• _What is expected_
Write the next part of the article on the 2005 Chinese film My Fair Son, picking up after its last sentence.

• _Document passage_
=======
My Fair Son () is a 2005 Chinese gay-themed film (first released for public exhibition in the United States in 2009), by Chinese film director Cui Zi'en. The main characters are Rui (Ray) and the object of his affection, Bo, an employee of his father. The film contains full-frontal male nudity.

Plot
A teenage boy, Ray, returns home from a life with his grandfather to live with his father, after they have been estranged for several years. During the period of their estrangement, Ray spent much of his youth rebelling against his father's lifestyle. After he enrolls in an art school, Ray becomes romantically involved, in a relationship, with another male student, and the pair soon become lovers. His father discovers the two young men in bed together, and begins to understand what it means to live as a homosexual. Ray then meets one of his father's employees, Bo, and falls in love with him, too. Bo is engaged, and admits to Ray's father that he is in love with his son. The father fires Bo and lies to Ray that he left on his own will. Ray does not accept his father's argument. The film ends with Ray roaming on a terrace with floating transparent images of his childhood pictures.
=======
• _Dataset rows_
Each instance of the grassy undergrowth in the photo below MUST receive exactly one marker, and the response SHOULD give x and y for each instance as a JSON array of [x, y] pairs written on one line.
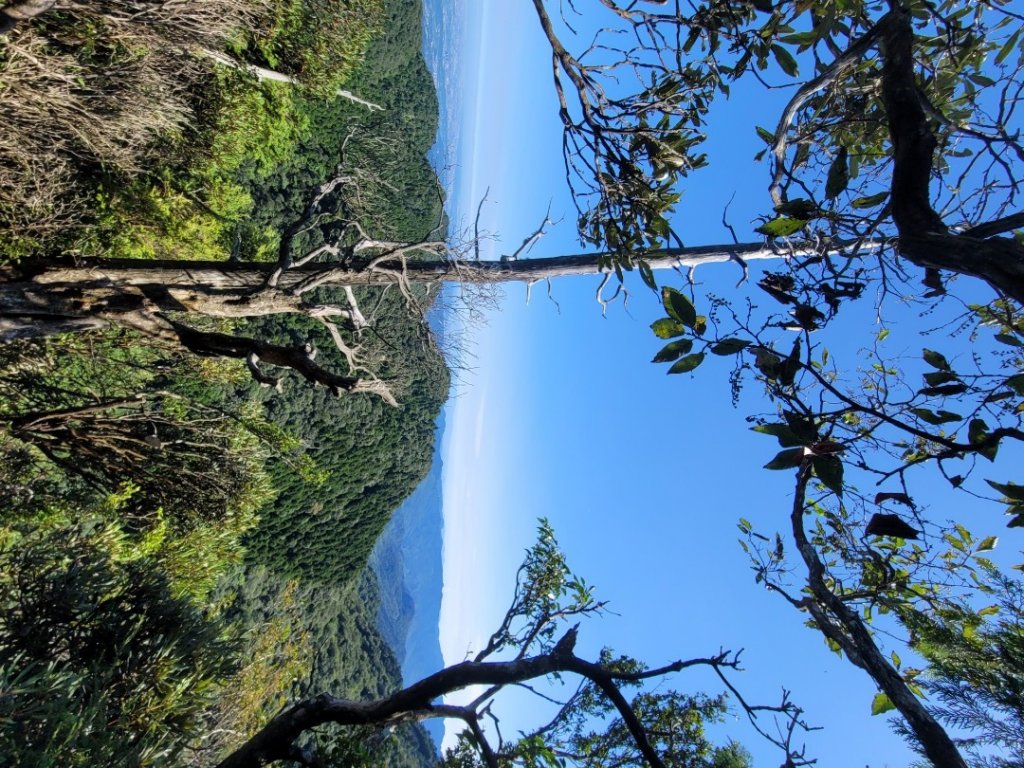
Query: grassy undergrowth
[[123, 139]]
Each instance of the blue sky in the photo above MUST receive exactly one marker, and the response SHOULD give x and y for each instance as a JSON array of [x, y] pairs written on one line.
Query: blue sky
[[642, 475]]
=======
• _Task result_
Cast
 Junrui Wang as Xiao Rui (Ray)
 Weiming Wang as Father of Xiao Rui	
 Yu Bo as Xiao Bo
 Guifeng Wang as Unnamed first boyfriend of Xiao Rui	
 Ziqiang Li as Unnamed friend of Xiao Rui

See also
 List of Chinese films of 2005
 List of lesbian, gay, bisexual or transgender-related films
 List of lesbian, gay, bisexual, or transgender-related films by storyline
 Nudity in film (East Asian cinema since 1929)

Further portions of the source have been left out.